- **Article**
··········

Toledo Blade Calls Violent Union Mob “Mostly Peaceful”
The Toledo Blade described as “mostly peaceful” a December 11 workplace freedom protest in Lansing, Michigan where union members tore down an Americans for Prosperity (AFP) tent and assaulted a conservative reporter. In a December 12 news story, Blade reporter Tyrel Linkhorn downplayed union violence and emphasized union complaints about workplace freedom.
“There was a heavy police presence, but the protests were mostly peaceful. There were a few isolated incidents of clashes between protesters and police,” Linkhorn wrote. At no point did the Blade story acknowledge that reporter Steven Crowder was physically assaulted by a union protester.
Crowder was one of several conservatives on the scene who filmed union members tearing down an AFP Michigan tent the group had obtained a permit to place outside the statehouse.
Although union protesters can be seen pulling down the the tent in footage from numerous sources posted online since the afternoon of December 11, the Blade story published the morning of December 12 noted, “On the Capitol grounds, a big white tent erected for supporters of the legislation collapsed. There were no injuries, but union protesters reportedly helped bring down the tent.”

··········

Dataset excerpt:
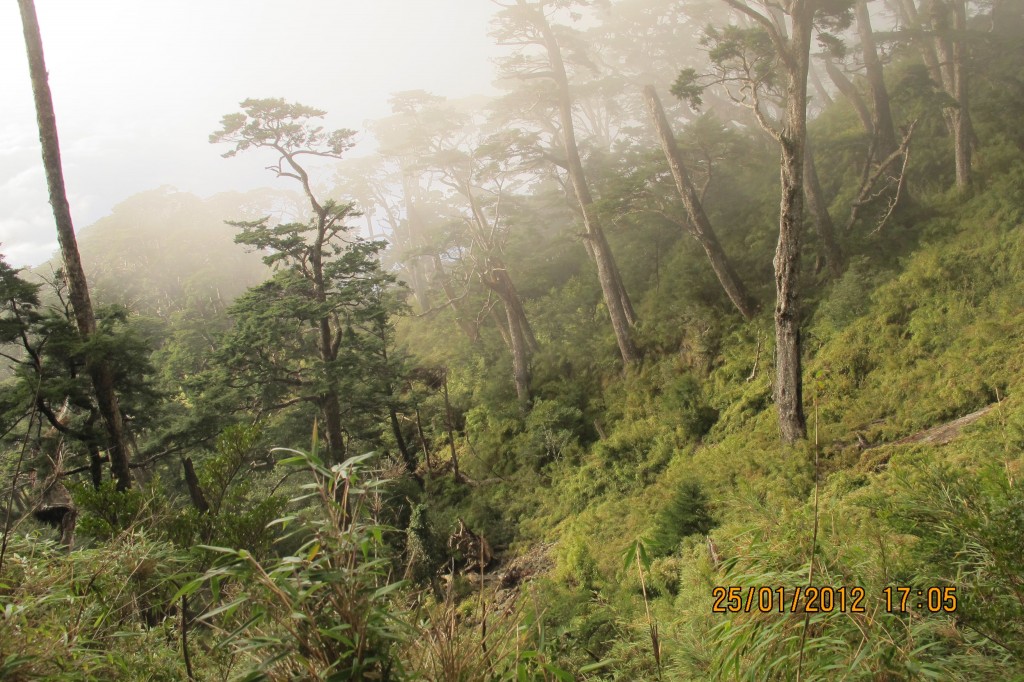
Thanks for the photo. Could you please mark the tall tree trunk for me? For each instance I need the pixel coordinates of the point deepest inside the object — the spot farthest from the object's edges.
(520, 356)
(99, 371)
(827, 246)
(615, 297)
(819, 87)
(416, 265)
(329, 400)
(850, 92)
(700, 225)
(468, 327)
(963, 130)
(885, 131)
(788, 371)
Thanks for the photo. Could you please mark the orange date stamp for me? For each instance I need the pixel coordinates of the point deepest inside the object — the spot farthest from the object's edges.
(815, 599)
(809, 599)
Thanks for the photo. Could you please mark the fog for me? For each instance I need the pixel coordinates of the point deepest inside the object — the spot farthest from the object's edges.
(138, 86)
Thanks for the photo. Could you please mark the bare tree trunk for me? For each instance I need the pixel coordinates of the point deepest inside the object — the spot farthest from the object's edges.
(963, 131)
(468, 327)
(788, 371)
(885, 131)
(417, 279)
(615, 297)
(99, 371)
(850, 92)
(451, 431)
(700, 225)
(520, 356)
(827, 246)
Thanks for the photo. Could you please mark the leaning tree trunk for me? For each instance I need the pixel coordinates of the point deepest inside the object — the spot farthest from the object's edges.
(519, 337)
(827, 246)
(615, 297)
(849, 91)
(700, 225)
(99, 370)
(788, 380)
(328, 400)
(950, 47)
(885, 131)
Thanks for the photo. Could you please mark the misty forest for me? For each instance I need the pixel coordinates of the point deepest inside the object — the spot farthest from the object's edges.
(694, 352)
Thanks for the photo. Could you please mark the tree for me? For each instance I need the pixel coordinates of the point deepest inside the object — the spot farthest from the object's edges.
(326, 280)
(98, 369)
(526, 25)
(773, 56)
(698, 223)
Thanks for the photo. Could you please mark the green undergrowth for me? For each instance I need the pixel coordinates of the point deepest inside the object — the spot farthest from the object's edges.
(693, 466)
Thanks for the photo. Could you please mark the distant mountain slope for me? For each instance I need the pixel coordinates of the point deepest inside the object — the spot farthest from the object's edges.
(160, 247)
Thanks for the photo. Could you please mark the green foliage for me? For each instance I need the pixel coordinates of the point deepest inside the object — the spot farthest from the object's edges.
(687, 513)
(326, 611)
(970, 529)
(107, 511)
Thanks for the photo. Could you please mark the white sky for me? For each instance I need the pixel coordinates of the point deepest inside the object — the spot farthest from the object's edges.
(138, 85)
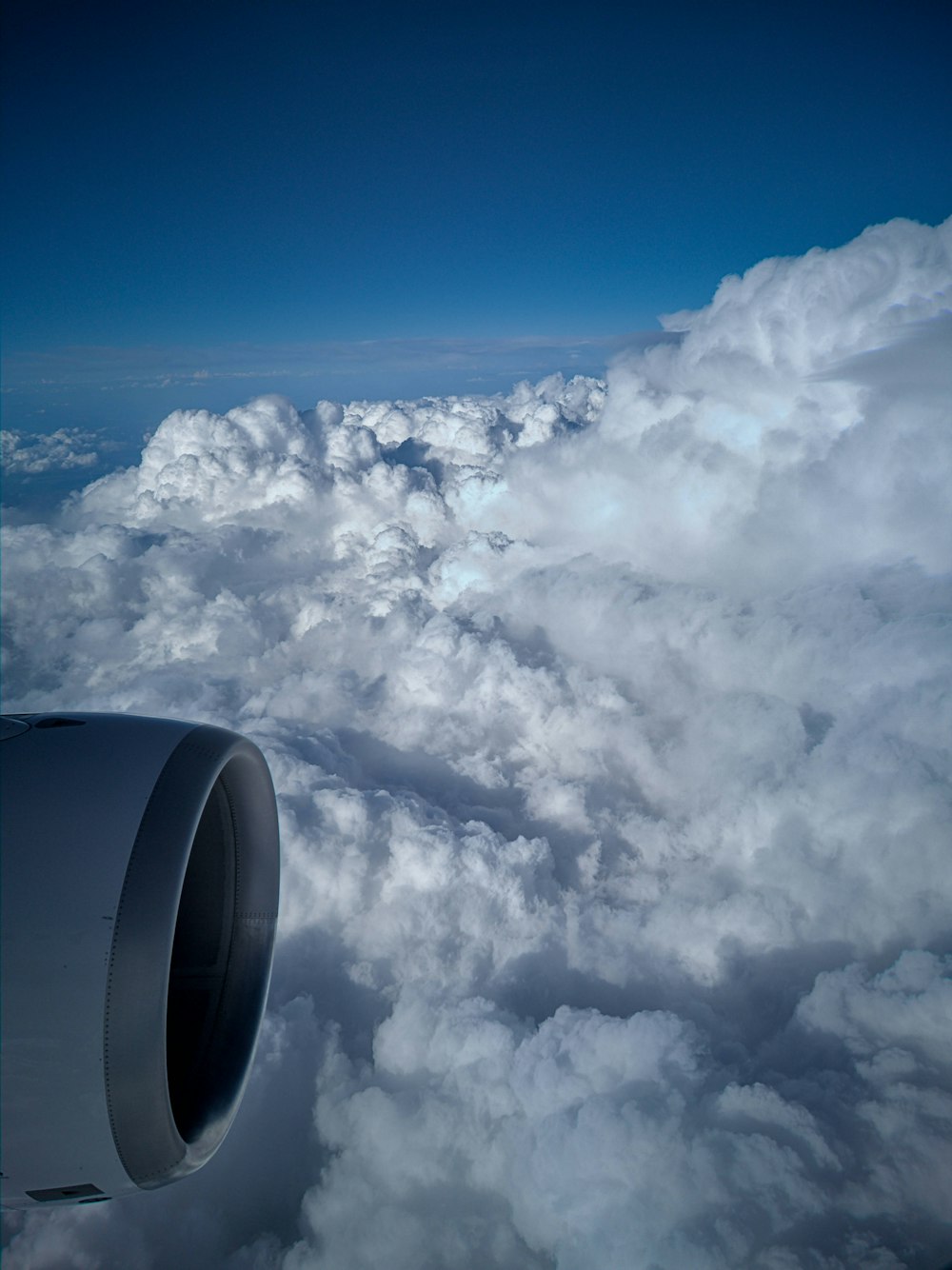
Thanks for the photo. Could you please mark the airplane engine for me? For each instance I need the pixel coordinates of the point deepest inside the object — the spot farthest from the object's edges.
(140, 894)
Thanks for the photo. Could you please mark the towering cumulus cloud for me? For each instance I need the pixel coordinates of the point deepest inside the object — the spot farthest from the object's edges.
(611, 733)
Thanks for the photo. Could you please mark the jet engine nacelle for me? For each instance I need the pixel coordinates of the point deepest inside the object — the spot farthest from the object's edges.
(140, 896)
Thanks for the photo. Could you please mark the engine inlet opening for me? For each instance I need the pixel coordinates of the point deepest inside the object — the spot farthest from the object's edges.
(198, 978)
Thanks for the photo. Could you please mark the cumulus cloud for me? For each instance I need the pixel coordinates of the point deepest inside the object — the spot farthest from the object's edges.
(609, 726)
(33, 455)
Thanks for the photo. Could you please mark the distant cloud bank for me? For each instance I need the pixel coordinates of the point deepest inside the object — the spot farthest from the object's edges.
(609, 725)
(36, 455)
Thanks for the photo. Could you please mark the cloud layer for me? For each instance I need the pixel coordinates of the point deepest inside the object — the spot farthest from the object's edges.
(609, 725)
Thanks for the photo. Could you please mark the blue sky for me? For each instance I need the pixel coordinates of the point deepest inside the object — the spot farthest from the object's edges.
(272, 196)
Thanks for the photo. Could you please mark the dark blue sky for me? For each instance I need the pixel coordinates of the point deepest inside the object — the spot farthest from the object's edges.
(192, 178)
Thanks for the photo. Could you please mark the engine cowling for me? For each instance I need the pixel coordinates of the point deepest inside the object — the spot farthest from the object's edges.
(140, 896)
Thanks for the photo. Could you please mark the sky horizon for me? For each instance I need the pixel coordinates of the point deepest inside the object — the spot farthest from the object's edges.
(183, 187)
(607, 714)
(608, 726)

··········

- **Requirement**
Write the next part of the article about the Toledo Blade's coverage of the Lansing union protest, picking up after its last sentence.

- **Result of this task**
In a story purportedly about Governor Rick Snyder signing two “freedom to work” bills passed by Michigan’s Republican-controlled state legislature, the Blade quoted one supporter of workplace freedom and seven supporters of forced unionism.
“This is about freedom, fairness, and equality. These are basic American rights rights that should unite us,” House Speaker Jase Bolger, a Republican, said during debate on the legislation.
The Blade also quoted Bolger as saying Michigan’s future “has never been brighter, because workers are free” following the passage of the workplace freedom bills.
Meanwhile, the Blade quoted union protester Dave Rutz, who said, “They’ve got the hammer and they’re going to beat us with it,” and, “It doesn’t create jobs, it cuts wages. That might create jobs in the long run, but in the short term its not going to create a job. Its going to cut wage and benefits and unfund the only opposition they have.”
The Blade also quoted union protester Tom Mossner, who said, “We dont need this in the state of Michigan. Never did and never will. This is an automotive state. Weve built automobiles here for years and we want to continue doing it at a reasonable pay rate. By letting this go through, the quality of our parts are not going to be as good. Nobodys going to want to work for that kind of money.”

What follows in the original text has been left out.